┌────────
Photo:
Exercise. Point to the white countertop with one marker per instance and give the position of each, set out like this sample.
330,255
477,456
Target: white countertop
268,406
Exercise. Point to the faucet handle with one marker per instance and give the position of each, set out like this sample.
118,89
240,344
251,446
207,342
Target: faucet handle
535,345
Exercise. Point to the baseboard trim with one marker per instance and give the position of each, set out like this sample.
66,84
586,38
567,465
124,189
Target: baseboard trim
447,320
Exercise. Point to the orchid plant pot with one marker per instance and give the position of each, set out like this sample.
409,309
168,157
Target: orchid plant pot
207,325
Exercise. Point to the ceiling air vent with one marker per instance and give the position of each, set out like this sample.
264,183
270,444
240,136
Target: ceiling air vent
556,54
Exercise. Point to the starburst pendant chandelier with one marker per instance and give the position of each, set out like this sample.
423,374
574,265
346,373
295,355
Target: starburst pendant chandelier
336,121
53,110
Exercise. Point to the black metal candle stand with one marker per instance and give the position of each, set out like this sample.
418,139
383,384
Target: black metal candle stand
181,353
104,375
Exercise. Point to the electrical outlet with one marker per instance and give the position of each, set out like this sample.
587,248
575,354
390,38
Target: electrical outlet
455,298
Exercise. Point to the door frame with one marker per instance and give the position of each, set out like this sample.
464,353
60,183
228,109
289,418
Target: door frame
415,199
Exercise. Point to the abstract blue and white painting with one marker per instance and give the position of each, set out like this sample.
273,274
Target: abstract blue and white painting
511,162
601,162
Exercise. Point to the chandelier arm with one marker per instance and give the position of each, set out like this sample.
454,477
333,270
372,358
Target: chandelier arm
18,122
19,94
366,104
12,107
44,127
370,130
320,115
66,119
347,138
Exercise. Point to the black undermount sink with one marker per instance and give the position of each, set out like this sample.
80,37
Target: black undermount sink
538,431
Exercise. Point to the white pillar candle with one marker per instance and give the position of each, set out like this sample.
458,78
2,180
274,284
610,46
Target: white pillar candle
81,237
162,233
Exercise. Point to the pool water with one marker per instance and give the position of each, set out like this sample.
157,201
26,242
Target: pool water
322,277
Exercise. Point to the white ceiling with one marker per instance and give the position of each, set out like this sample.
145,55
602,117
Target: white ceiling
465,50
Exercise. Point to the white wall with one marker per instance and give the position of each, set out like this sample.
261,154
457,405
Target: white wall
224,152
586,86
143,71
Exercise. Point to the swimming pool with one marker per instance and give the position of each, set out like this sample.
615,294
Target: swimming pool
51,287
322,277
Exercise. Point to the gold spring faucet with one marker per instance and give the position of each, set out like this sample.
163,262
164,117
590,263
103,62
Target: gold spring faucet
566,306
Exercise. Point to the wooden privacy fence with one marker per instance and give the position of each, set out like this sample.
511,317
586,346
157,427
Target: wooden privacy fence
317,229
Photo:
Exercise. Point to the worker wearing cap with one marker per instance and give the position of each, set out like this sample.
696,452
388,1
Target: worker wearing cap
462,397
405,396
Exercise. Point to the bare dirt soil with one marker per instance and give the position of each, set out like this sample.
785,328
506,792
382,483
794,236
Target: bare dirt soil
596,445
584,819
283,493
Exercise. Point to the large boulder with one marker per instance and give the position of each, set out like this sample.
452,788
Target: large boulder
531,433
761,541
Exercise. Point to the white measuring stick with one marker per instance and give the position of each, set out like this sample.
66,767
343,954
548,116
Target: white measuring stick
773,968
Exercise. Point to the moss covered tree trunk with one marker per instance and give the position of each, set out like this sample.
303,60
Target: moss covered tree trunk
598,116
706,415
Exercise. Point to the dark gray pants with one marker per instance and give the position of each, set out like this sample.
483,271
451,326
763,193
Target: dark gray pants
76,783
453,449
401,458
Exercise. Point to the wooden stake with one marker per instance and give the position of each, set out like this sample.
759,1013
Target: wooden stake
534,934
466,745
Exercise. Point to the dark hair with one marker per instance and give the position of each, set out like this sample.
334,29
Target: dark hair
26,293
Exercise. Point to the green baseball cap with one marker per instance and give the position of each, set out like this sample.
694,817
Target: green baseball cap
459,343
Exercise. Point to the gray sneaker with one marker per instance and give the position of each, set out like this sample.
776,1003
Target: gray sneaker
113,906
└────────
With no word added or dropped, repeat the entire listing.

RESULT »
Photo:
Exercise. Point to the white countertop with one marker per instance and give the position of each, set out like this sample.
330,255
477,456
Target: white countertop
268,406
Exercise. Point to the faucet handle with one marker per instance and give the position of each, set out like this sample.
118,89
240,344
251,446
207,342
Target: faucet handle
535,345
Exercise. Point to the baseboard trim with one marker per instance and give the position of each, set out like this sample.
66,84
586,38
567,465
124,189
Target: baseboard trim
447,320
Exercise. Point to the orchid plant pot with one marker per instance and give the position of each, set out like this sample.
409,309
168,157
Target: orchid plant pot
207,325
Exercise. Point to the ceiling air vent with one marker per instance and give the position of each, set out like this sample.
264,183
270,444
240,136
Target: ceiling air vent
556,54
Exercise. Point to the starburst pendant chandelier with one marker per instance and give the position of each, set out like this sample.
423,374
574,265
346,373
295,355
Target: starburst pendant chandelier
336,121
53,110
Exercise. Point to the black metal candle stand with one marker per instance and give the position of each, set out like this sample.
418,139
383,384
Target: black metal candle stand
181,353
104,375
Exercise. Point to the electrical outlet with one marker per instance and give the position of each, set out like this sample.
587,248
575,354
390,38
Target: electrical outlet
455,298
Exercise. Point to the door frame with one marker per instance and give the position of each, set out like this sample.
464,353
60,183
228,109
289,418
Target: door frame
415,199
Exercise. Point to the abstract blue and white painting with one marker per instance and give the position of each, set out like this sample.
273,274
Target: abstract blue and white painting
511,162
601,162
Exercise. Point to the chandelier arm with one marker per instance and give the position of each, set out like this sample.
454,477
333,270
372,358
Target: chandelier arm
18,122
19,94
366,104
12,107
44,127
370,130
320,115
66,119
347,138
Exercise. Point to the black undermount sink with one marker per instance and give the position of each, set out like this sample.
80,37
Target: black undermount sink
538,431
Exercise. Point to the white pillar candle with one marker per instance and give the position of each, set out like this sample.
458,78
2,180
274,284
610,46
Target: white pillar candle
81,237
162,233
Exercise. Point to the pool water with one marker per instance and give the position of each, set out like this sample.
157,201
26,242
Target: pool water
322,277
Exercise. Point to the white ceiling with one marker per instance and give the position of each, set out like this sample.
145,55
602,117
Target: white ceiling
465,50
Exercise. Point to the white wall with one marker per instance and give the position of each, set out like this sample.
261,154
457,405
Target: white wall
224,152
586,86
143,71
Exercise. Point to the swimming pool with one marker per instance and give the position of each, set out like this sample.
615,294
Target: swimming pool
51,287
322,277
Exercise. Point to the gold spring faucet with one marker per instance and give the position of each, set out like this sample.
163,262
164,117
590,263
103,62
Target: gold spring faucet
566,306
Exercise. Point to the wooden privacy fence with one marker per instance and give the position of each, set out like this sample.
511,317
586,346
157,427
Target: wooden privacy fence
317,229
Photo:
Exercise. Point to the worker wearing cap with one marker per instance and give the position of each, set out like this sample.
696,452
388,1
Target: worker wearing cap
462,397
405,396
Exercise. Point to the bare dirt soil with one marker per instance and give the position of each, set out like this sample.
785,328
506,792
382,483
794,236
Target: bare dirt soil
596,445
584,819
283,493
Exercise. Point to the large boulder with one marker per instance and give the position of each, set out like this sample.
452,788
Target: large boulder
531,433
761,541
Exercise. Point to the white measuring stick with one marker per instance and give the position of each, set out like this sample.
66,767
343,954
548,116
Target: white measuring stick
773,968
Exercise. Point to the moss covered tree trunk with one marker per instance and give the position of each, set out like this sample.
303,60
Target: moss covered tree trunk
598,116
706,415
Exercise. Point to the dark gray pants with one marker per instance and give the position of each, set out like this sample.
483,271
451,326
763,193
Target: dark gray pants
76,783
453,449
401,458
Exercise. Point to the wooden stake with one marker per instance and give the position of each, set out like this sample.
759,1013
Target: wooden stake
534,934
466,745
Exercise. Point to the dark hair with one marker per instance and give the position of each, set out like this sample.
334,29
Target: dark hair
26,293
Exercise. Point to the green baseball cap with one marker per instance and give the position of each, set out like this sample.
694,817
Target: green baseball cap
459,343
Exercise. Point to the gray sneaker with one marker per instance and give the position of each, set out like this sample.
776,1003
Target: gray sneaker
113,906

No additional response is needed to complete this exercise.